Write out the passage on the Wheat Variety Master List again, everything from "When harvesting this" down to "the 2018 season.", and swap "producers" for "growers".

>> begin DOCUMENT SECTION

In preparation for this year’s harvest, Wheat Quality Australia (WQA) is reminding farmers all over Australia to stay on top of recent changes to the Wheat Variety Master List, which was released in September 2017.
WQA produces the Master List annually, which contains new varieties approved by the Wheat Classification Panel and approved by the WQA Board.
The Wheat Classification Guidelines also require an annual review of “old varieties”, these being varieties classified more than 10 years ago. Old varieties comprising 0.1% or more of receivals in any zone will be retained on the Master List, provided there are no quality issues.
Over the previous three seasons more than 220 varieties have been reviewed with 127 removed from the list in 2016 and 2017, and a further 46 scheduled for removal in 2018 and 2019.
When harvesting this year, WQA implores producers to be mindful of classification changes and how they may impact variety mix – and therefore seed retention – decisions for the 2018 season.

>> end DOCUMENT SECTION
>> begin LISTED RECORDS

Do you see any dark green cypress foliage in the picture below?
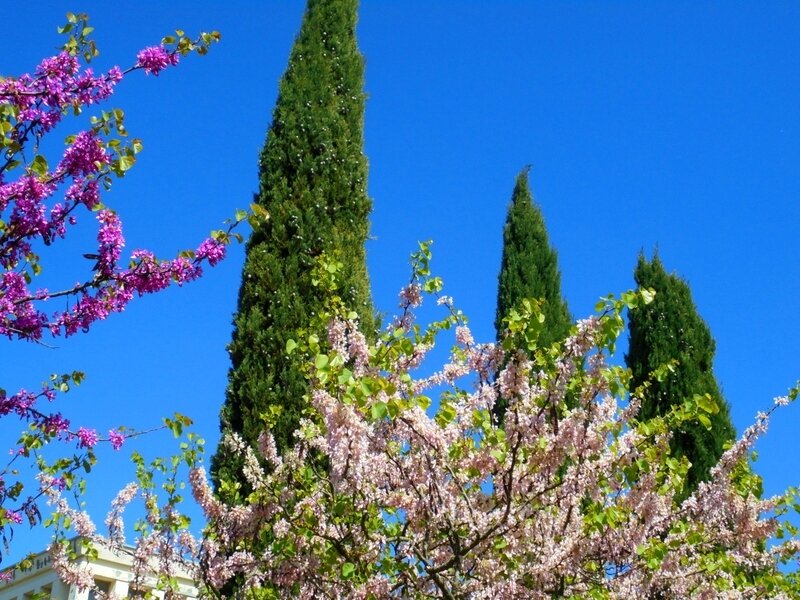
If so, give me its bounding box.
[212,0,376,496]
[494,167,572,419]
[625,254,736,495]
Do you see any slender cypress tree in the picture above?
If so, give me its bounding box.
[494,167,572,419]
[625,254,736,494]
[212,0,376,488]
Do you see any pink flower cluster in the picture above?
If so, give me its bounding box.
[136,46,180,76]
[0,15,222,564]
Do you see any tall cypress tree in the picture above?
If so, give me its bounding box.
[625,254,736,493]
[494,167,572,419]
[212,0,376,494]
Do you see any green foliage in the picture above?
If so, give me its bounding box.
[625,255,736,494]
[212,0,377,490]
[494,167,572,419]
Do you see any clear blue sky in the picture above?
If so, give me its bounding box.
[0,0,800,565]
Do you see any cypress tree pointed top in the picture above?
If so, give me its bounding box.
[212,0,377,491]
[495,166,572,345]
[625,250,736,492]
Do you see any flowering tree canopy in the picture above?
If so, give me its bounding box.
[47,245,800,599]
[0,14,260,568]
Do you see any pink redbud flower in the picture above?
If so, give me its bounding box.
[195,239,225,267]
[75,427,97,448]
[136,46,179,75]
[108,429,125,450]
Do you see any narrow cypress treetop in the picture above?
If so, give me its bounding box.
[493,167,572,422]
[212,0,376,486]
[625,254,736,493]
[494,167,572,346]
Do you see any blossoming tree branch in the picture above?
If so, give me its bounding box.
[0,14,262,560]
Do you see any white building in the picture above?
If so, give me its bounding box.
[0,538,198,600]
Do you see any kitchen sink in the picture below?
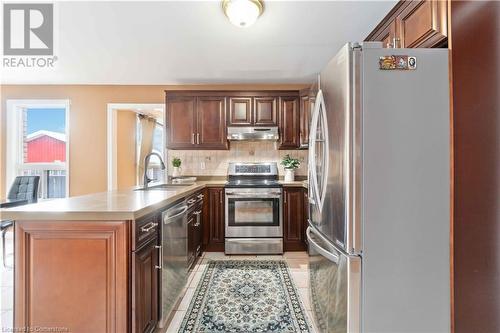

>> end LISTED RECORDS

§ **SOLVED EXERCISE**:
When harvesting this year, WQA implores growers to be mindful of classification changes and how they may impact variety mix – and therefore seed retention – decisions for the 2018 season.